_What is needed:_ Every line holding the string "wheelchair" should be copied from the listing.
____________
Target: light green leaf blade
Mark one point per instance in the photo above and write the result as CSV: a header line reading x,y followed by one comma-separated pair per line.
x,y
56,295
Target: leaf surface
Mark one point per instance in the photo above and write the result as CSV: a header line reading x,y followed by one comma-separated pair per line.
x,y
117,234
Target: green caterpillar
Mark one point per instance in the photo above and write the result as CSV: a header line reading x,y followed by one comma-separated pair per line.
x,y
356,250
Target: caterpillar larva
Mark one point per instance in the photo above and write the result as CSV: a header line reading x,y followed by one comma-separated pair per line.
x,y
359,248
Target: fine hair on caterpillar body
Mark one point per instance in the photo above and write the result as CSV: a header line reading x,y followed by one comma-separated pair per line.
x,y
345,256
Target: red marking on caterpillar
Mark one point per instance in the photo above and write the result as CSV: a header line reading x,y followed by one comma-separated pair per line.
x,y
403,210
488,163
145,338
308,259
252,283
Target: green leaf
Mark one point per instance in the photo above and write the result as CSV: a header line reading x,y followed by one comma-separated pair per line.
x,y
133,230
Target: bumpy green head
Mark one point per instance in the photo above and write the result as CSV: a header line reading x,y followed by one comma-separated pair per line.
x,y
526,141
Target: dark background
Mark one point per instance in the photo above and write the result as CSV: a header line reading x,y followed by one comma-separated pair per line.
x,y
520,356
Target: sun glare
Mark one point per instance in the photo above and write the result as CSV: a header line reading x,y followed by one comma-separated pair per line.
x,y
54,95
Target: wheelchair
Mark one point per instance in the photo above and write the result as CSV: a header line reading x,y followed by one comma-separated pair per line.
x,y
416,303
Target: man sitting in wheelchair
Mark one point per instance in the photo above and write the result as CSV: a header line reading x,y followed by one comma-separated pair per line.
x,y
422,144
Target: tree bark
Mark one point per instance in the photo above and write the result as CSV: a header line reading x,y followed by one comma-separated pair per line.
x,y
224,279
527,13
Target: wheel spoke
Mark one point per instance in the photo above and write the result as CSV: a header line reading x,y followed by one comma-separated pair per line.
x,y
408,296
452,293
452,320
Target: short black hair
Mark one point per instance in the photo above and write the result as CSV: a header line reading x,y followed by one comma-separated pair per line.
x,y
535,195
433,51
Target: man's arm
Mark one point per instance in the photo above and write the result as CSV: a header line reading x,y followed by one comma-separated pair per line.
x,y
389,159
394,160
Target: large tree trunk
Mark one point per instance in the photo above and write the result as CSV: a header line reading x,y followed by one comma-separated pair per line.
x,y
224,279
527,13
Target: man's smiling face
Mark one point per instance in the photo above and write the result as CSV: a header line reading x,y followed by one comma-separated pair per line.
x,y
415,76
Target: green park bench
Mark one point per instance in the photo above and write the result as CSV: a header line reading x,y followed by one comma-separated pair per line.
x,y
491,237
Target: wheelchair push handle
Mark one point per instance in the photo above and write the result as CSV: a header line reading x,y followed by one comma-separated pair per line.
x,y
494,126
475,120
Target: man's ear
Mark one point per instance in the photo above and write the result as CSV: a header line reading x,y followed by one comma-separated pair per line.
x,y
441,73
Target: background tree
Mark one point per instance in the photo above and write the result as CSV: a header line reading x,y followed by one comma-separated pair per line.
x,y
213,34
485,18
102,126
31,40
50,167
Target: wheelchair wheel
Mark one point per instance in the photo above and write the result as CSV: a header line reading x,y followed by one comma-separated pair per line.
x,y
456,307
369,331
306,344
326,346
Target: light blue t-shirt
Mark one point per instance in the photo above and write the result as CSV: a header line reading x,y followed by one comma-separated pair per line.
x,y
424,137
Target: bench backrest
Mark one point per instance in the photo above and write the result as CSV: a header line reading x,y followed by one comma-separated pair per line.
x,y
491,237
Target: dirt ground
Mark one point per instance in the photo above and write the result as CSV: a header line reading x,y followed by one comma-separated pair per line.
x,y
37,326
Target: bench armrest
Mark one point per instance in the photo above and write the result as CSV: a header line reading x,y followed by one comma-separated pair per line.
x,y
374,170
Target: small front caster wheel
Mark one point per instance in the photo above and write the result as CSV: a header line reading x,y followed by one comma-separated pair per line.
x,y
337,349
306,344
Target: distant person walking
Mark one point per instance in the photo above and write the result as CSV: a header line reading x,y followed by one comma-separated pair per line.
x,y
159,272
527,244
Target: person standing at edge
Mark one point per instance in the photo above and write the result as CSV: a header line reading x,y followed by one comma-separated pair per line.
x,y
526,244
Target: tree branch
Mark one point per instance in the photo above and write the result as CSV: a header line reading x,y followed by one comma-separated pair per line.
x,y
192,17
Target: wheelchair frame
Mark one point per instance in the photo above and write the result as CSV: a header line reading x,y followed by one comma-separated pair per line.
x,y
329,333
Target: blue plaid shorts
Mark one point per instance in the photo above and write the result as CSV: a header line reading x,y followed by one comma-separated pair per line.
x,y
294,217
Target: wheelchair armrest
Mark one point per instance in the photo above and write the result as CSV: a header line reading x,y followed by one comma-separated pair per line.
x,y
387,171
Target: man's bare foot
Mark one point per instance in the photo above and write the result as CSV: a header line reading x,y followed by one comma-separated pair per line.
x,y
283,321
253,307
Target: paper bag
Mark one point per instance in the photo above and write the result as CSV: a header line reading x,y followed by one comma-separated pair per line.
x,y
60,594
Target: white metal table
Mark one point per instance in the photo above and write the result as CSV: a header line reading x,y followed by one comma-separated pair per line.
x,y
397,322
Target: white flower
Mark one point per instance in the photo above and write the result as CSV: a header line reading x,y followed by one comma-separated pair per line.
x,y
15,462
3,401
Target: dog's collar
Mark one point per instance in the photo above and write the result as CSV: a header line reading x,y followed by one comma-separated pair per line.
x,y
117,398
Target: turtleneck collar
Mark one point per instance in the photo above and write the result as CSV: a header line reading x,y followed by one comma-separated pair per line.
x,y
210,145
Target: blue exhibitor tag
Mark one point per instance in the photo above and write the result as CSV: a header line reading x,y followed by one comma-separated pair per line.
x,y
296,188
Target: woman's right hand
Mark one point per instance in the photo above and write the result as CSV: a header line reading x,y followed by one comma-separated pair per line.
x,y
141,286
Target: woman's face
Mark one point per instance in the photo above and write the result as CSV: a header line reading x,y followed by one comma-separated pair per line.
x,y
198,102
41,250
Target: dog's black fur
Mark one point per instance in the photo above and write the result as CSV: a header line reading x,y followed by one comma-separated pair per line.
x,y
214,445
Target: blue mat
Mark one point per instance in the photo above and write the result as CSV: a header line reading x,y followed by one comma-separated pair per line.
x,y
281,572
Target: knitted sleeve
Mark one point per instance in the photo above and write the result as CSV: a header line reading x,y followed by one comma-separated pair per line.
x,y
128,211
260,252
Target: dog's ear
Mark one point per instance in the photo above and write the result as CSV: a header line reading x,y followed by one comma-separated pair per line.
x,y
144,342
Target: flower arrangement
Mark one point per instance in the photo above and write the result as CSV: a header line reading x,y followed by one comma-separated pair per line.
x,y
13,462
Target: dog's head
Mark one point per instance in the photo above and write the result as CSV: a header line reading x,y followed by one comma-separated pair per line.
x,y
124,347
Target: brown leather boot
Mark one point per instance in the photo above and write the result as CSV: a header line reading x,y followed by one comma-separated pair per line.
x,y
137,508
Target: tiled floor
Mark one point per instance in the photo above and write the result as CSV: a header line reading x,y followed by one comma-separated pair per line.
____________
_Exercise result:_
Target: wheelchair
Target: man sitting in wheelchair
Target: wheelchair push handle
Target: wheelchair wheel
Target: wheelchair frame
Target: wheelchair armrest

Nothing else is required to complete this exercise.